• RECORDS FOR THE EXERCISE

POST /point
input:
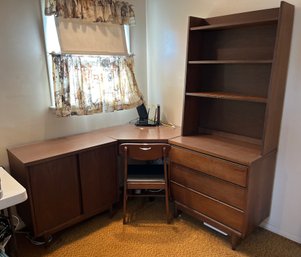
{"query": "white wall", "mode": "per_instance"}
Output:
(24, 96)
(167, 22)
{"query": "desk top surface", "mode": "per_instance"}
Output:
(47, 149)
(12, 192)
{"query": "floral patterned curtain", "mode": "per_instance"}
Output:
(118, 12)
(91, 84)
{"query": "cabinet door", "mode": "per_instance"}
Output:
(98, 172)
(55, 193)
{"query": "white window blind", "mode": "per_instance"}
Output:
(91, 38)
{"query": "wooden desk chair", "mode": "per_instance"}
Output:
(145, 177)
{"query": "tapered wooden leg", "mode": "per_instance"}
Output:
(235, 240)
(168, 217)
(124, 205)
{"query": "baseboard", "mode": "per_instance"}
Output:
(280, 232)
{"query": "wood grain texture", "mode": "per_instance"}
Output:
(228, 149)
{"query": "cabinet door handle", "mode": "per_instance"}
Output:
(145, 148)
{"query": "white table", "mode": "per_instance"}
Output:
(13, 193)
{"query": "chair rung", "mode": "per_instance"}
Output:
(133, 185)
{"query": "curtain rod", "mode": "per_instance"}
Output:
(91, 54)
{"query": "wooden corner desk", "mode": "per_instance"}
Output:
(72, 178)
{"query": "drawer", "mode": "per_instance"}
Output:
(216, 210)
(229, 171)
(219, 189)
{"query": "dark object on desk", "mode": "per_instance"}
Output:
(145, 177)
(144, 119)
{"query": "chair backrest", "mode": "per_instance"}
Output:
(144, 151)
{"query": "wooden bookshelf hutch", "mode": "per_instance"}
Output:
(222, 167)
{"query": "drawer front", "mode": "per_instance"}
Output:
(219, 189)
(216, 210)
(229, 171)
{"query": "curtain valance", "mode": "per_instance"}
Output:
(117, 12)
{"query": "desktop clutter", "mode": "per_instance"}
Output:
(144, 119)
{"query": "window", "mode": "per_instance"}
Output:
(90, 68)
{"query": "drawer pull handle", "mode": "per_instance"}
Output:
(145, 148)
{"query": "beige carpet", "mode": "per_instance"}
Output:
(149, 235)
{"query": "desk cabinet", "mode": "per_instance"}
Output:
(98, 176)
(67, 183)
(54, 192)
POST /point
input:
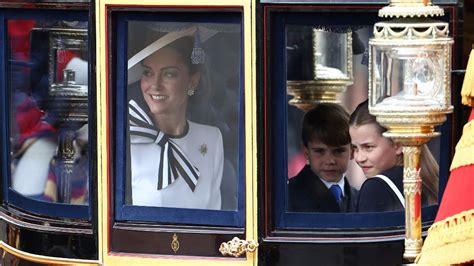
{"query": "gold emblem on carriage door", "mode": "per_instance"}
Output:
(175, 243)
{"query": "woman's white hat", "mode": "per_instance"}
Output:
(134, 66)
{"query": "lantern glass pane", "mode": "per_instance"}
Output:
(409, 76)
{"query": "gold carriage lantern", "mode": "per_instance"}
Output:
(409, 92)
(330, 69)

• YOUR TASK
For every record above, repeat the text exactly and omit any picture.

• SOLUTION TO THIS PROBLEM
POST /point
input:
{"query": "white wall", "mode": "per_instance"}
Output:
(24, 96)
(167, 22)
{"query": "desk top surface", "mode": "per_instance"}
Output:
(47, 149)
(12, 192)
{"query": "floral patterned curtain", "mode": "per_instance"}
Output:
(118, 12)
(91, 84)
{"query": "cabinet door", "mode": "per_instance"}
Output:
(98, 172)
(55, 193)
{"query": "white window blind", "mode": "per_instance"}
Output:
(91, 38)
{"query": "wooden desk chair", "mode": "per_instance"}
Output:
(145, 177)
{"query": "tapered wooden leg", "mode": "per_instance"}
Output:
(235, 240)
(168, 217)
(124, 205)
{"query": "baseboard", "mode": "per_instance"}
Output:
(280, 232)
{"query": "wood grain texture", "mode": "per_instance"}
Output:
(228, 149)
{"query": "cabinet door handle", "mode": "per_instance"}
Output:
(145, 148)
{"query": "white table", "mode": "per_instance"}
Output:
(13, 193)
{"query": "chair rung", "mode": "per_instance"}
Output:
(133, 185)
{"query": "curtain rod", "mode": "per_instance"}
Output:
(91, 54)
{"query": "wooden corner desk", "mode": "per_instance"}
Output:
(72, 178)
{"query": "drawer", "mode": "per_instance"}
Output:
(216, 210)
(229, 171)
(219, 189)
{"query": "dark object on desk", "mode": "per_instance"}
Output:
(145, 177)
(144, 119)
{"query": "chair backrest", "mode": "per_instance"}
Output:
(144, 151)
{"query": "wooden bookshelf hutch", "mode": "per_instance"}
Output:
(222, 167)
{"query": "drawer front", "mode": "per_instance"}
Output:
(219, 189)
(216, 210)
(229, 171)
{"query": "curtain valance", "mode": "per_instance"}
Output:
(117, 12)
{"query": "desktop clutter", "mode": "per_instance"}
Output:
(144, 119)
{"query": "window", "mode": "per_instance"}
Output:
(90, 68)
{"query": "drawer pull handle", "mode": "per_instance"}
Output:
(145, 148)
{"query": "beige carpet", "mode": "per_instance"}
Output:
(149, 235)
{"query": "desk cabinet", "mode": "per_instance"}
Output:
(98, 176)
(67, 183)
(54, 192)
POST /point
input:
{"query": "gold emblem on carriage door", "mode": "per_instance"}
Output:
(175, 243)
{"query": "woman's white hat", "mode": "per_instance"}
Output:
(134, 66)
{"query": "lantern glass pane", "mode": "per_instance"}
Output:
(409, 76)
{"query": "gold carriage lantern", "mode": "per_instance"}
Output:
(409, 92)
(330, 69)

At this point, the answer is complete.